Document -

##############################

Introduction
Planning a cottage garden, but not sure where to begin?
This article contains some simple ideas to inspire you on how to create a cottage garden which requires low maintenance.
Stacy Ling writes that a cottage garden is: “Characterized by a charming, informal design with a mix of plants.
Cottage gardens evoke a sense of rustic, old-fashioned beauty that is often associated with the English countryside.”

English Cottage Gardens
The ethos of cottage garden landscaping is to create a garden spilling over with colour and scent. Quintessentially, the style is relaxed, cosy and informal.
Tumbling planting weaves and tangles together.
Julie Martens Forney, writing in Better Homes and Gardens:
“Cottage gardens bubble in cheerful tangles of flowers that form a kaleidoscope of hue and texture.”
Cottage Garden Style

When designing a cottage garden, the aim is to build an abundant tapestry of colours using native plants that flower at different times of the year to give interest throughout the year.

##############################

Data provided -
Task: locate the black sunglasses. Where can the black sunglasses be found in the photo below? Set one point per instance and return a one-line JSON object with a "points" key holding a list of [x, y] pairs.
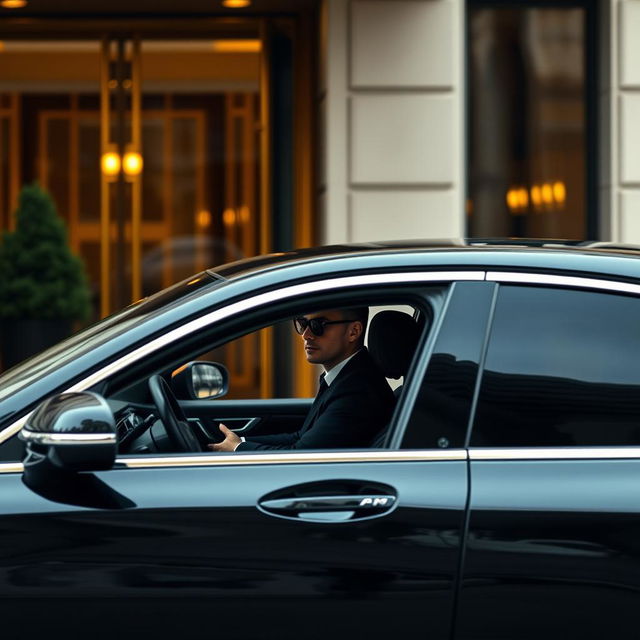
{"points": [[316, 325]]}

##############################

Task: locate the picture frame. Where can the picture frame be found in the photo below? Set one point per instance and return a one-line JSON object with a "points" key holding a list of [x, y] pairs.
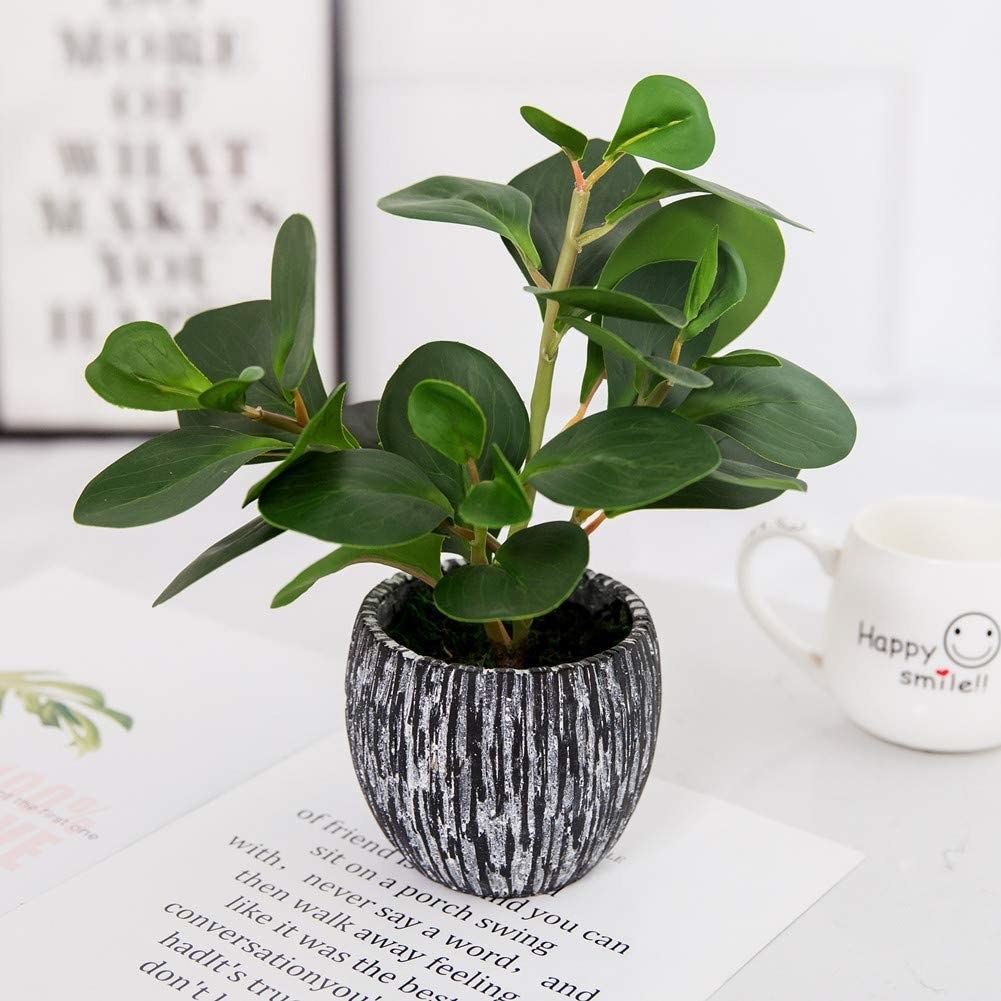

##############################

Instructions to follow -
In the cottage garden text, which publication is Julie Martens Forney quoted as writing in?

The answer -
Better Homes and Gardens